==== Data to use ====
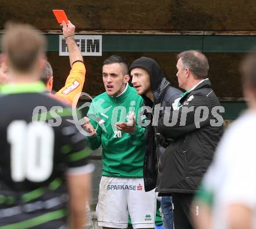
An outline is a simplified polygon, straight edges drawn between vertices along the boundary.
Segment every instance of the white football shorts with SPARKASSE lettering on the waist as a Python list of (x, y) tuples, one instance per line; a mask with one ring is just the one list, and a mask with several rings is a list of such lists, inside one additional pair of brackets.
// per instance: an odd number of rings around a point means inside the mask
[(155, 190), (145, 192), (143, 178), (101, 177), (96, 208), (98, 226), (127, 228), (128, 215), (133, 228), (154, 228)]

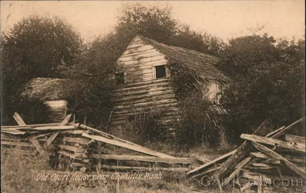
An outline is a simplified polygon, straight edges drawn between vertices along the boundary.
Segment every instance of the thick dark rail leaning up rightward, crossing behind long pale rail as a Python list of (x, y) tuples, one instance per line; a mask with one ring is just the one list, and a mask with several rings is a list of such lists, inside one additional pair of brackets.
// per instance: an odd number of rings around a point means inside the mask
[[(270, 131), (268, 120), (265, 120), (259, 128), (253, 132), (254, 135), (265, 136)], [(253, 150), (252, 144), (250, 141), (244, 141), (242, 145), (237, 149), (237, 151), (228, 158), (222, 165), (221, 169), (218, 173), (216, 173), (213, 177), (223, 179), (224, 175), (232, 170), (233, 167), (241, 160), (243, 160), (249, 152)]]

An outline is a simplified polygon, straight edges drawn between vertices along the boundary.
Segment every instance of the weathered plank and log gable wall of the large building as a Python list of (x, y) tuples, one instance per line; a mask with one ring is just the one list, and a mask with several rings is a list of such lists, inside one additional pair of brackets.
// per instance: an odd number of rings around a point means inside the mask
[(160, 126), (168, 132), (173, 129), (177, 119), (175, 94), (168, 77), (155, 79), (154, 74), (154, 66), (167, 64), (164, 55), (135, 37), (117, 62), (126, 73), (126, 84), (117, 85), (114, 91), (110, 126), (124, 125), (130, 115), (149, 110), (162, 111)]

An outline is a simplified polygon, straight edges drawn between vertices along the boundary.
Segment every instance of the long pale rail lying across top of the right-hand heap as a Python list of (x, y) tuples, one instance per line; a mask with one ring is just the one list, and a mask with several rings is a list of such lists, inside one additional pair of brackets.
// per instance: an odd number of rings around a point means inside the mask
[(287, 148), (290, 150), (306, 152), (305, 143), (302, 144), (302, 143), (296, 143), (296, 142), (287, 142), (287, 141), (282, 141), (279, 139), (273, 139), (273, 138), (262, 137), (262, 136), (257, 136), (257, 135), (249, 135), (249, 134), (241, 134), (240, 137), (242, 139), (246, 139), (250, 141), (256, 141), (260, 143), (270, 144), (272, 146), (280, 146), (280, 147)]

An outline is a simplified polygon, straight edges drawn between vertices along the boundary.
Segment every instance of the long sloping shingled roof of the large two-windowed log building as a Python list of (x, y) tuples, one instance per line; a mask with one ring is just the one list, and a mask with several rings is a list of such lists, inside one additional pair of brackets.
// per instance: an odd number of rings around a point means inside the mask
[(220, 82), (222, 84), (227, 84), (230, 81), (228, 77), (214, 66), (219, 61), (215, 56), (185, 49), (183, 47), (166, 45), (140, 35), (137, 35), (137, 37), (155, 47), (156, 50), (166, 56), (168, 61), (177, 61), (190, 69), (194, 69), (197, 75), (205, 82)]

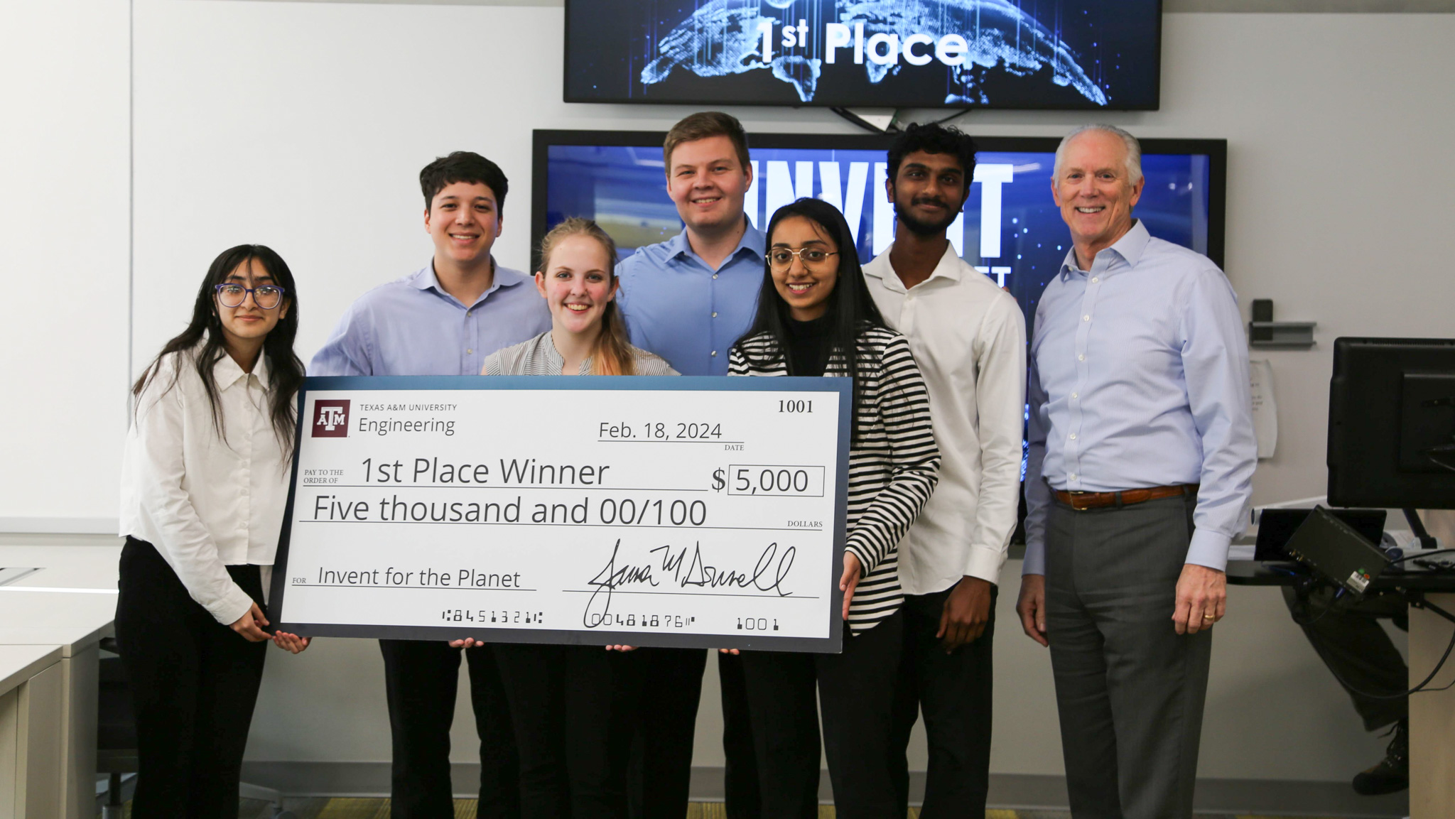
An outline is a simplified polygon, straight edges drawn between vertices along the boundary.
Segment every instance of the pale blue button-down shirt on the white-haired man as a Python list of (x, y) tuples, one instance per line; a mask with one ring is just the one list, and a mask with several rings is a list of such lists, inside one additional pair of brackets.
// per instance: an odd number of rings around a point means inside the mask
====
Leave the pictures out. Repeat every entry above exactly.

◆ **Solution**
An outline is a simplified polygon, straight edges drawn between vertices along the boundary.
Segment every instance of the white football shorts with SPARKASSE lettering on the waist as a Python list of (x, y) tuples, one instance per line; a mask with one ring is just the one list, and a mask with several rings is a list of such lists, inside one additional pair of brackets.
// per instance: an odd number of rings around a point means inside the mask
[(155, 190), (145, 192), (143, 178), (101, 177), (96, 208), (98, 226), (127, 228), (128, 215), (133, 228), (154, 228)]

An outline is a simplified polygon, straight edges drawn between vertices along the boundary.
Segment every instance of the thick dark rail leaning up rightward, crossing behind long pale rail as a Python list of (x, y) tuples, one instance per line; a mask with one ring is just the one list, and a mask with several rings is a list of such lists, inside one additional pair of brackets.
// per instance: an odd number of rings around a point means inside the mask
[[(270, 131), (268, 120), (265, 120), (259, 128), (253, 132), (254, 135), (265, 136)], [(253, 150), (252, 144), (250, 141), (244, 141), (242, 145), (237, 149), (237, 151), (228, 158), (222, 165), (221, 169), (218, 173), (216, 173), (213, 177), (223, 179), (224, 175), (232, 170), (233, 167), (241, 160), (243, 160), (249, 152)]]

An outline is a simplified polygon, straight edges drawn between vertices along the boundary.
Segment every instance of the weathered plank and log gable wall of the large building as a Python list of (x, y) tuples, one instance per line; a mask with one ring is just the one list, and a mask with several rings is a list of such lists, inside one additional pair of brackets.
// per instance: an odd number of rings around a point means inside the mask
[(160, 126), (168, 132), (173, 129), (177, 119), (175, 94), (168, 77), (155, 79), (154, 74), (154, 66), (167, 64), (164, 55), (135, 37), (117, 62), (126, 73), (126, 84), (117, 85), (114, 91), (110, 126), (124, 125), (130, 115), (149, 110), (162, 111)]

An outline is a simplified polygon, straight edges drawn between vertices along the boundary.
Segment every instance of the long pale rail lying across top of the right-hand heap as a Python list of (x, y) tuples, one instance per line; a mask with one ring is just the one list, and a mask with several rings is a list of such lists, inside one additional pair of brackets.
// per instance: an odd number of rings around a point means inside the mask
[(287, 148), (290, 150), (306, 152), (305, 143), (302, 144), (302, 143), (296, 143), (296, 142), (287, 142), (287, 141), (282, 141), (279, 139), (273, 139), (273, 138), (262, 137), (262, 136), (257, 136), (257, 135), (249, 135), (249, 134), (241, 134), (240, 137), (242, 139), (246, 139), (250, 141), (256, 141), (260, 143), (270, 144), (272, 146), (280, 146), (280, 147)]

An outline is a simplified polygon, straight edges drawn between vertices along the boundary.
Segment every instance of the long sloping shingled roof of the large two-windowed log building as a Python list of (x, y) tuples, one instance per line; a mask with one ring is just the one list, and a mask with several rings is a list of such lists, inside one additional pair of brackets.
// per instance: an odd number of rings around a point means inside the mask
[(220, 82), (222, 84), (227, 84), (230, 81), (228, 77), (214, 66), (219, 61), (215, 56), (185, 49), (183, 47), (166, 45), (140, 35), (137, 35), (137, 37), (155, 47), (156, 50), (166, 56), (168, 61), (177, 61), (190, 69), (194, 69), (197, 75), (205, 82)]

An outline is a simplified polygon, straight edges drawn between vertices along the boundary.
Segment every instance of the pale blue button-down shirt on the white-haired man as a Python list of (x, y) tuples, one instance per line; a mask with one ring is just the one list, and a mask with several rings is a list of such lists, inside one additional pair of brackets.
// per instance: an odd number of rings around a point means inside the mask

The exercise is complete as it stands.